Instructions for the task ::
Copy the passage on paramyotonia congenita symptoms from "Symptoms can be" to "tone (flaccid paresis).", swapping "physical activity" for "exercise".

Paramyotonia congenita symptoms
Paramyotonia congenita typically begins in infancy or early childhood. Affected individuals experience spells of muscle stiffness or when the muscles do not relax after contracting (myotonia). Muscle stiffness in paramyotonia congenita is the inability for the muscles to relax in a timely manner after contracting (myotonia). The stiffness of the muscles can get worse with repeated movements. The muscles most commonly affected are located in the neck, face, arms and hands, although it can affect the muscles used for breathing and swallowing, as well as muscles in the lower back 13. Paramyotonia congenita is usually apparent during infancy and always presents by teenage years. Symptoms do not progress with age. Individuals with paramyotonia congenita do not have wasting of muscles (atrophy) but often have an increase of muscle bulk (hypertrophy).
Symptoms can be triggered by exposure to the cold or after physical activity. There are also intermittent periods of a type of muscle weakness in which there is no muscle tone (flaccid paresis).
The severity of the muscle stiffness depends on the individual; some patients experience painful myotonia, while others experience painless myotonia.

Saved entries
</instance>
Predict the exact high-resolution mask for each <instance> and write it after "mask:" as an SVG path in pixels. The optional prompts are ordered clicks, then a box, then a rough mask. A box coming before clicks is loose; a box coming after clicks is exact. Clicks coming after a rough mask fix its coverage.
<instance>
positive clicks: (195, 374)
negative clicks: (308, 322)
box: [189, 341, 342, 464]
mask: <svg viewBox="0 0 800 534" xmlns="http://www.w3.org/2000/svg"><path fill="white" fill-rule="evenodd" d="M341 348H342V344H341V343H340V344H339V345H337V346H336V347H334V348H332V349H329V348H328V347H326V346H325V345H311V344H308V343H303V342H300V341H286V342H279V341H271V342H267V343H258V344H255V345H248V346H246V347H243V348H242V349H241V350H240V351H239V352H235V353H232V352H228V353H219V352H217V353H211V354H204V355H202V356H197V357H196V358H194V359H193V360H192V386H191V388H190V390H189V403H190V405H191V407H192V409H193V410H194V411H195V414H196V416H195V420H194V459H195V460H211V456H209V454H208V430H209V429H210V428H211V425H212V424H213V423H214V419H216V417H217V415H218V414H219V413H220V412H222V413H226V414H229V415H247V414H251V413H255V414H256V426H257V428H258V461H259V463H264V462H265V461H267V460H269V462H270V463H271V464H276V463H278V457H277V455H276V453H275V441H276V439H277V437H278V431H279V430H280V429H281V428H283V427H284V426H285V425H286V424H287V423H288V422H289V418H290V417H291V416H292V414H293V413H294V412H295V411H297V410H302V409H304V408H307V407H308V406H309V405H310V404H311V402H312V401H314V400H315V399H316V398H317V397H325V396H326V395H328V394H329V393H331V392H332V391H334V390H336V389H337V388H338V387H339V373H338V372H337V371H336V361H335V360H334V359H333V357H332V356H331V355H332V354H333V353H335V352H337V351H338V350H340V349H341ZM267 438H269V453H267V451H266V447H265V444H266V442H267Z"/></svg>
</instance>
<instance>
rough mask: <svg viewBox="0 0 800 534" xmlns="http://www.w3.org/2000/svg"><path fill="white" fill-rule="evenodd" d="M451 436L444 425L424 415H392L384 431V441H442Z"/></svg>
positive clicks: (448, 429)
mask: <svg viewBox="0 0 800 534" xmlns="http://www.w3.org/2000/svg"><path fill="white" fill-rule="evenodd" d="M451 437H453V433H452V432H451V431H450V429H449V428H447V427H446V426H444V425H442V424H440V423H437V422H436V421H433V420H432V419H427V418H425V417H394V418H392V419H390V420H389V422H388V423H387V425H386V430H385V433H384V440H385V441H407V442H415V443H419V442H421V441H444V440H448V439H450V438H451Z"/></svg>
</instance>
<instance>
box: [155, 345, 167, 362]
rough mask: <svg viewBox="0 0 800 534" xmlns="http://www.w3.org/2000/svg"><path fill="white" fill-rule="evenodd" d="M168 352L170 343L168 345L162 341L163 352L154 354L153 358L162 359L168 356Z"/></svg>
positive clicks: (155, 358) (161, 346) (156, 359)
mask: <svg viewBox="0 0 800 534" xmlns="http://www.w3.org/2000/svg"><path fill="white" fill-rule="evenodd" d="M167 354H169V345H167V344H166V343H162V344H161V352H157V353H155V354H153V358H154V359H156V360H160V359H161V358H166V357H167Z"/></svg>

Your response ::
Symptoms can be triggered by exposure to the cold or after exercise. There are also intermittent periods of a type of muscle weakness in which there is no muscle tone (flaccid paresis).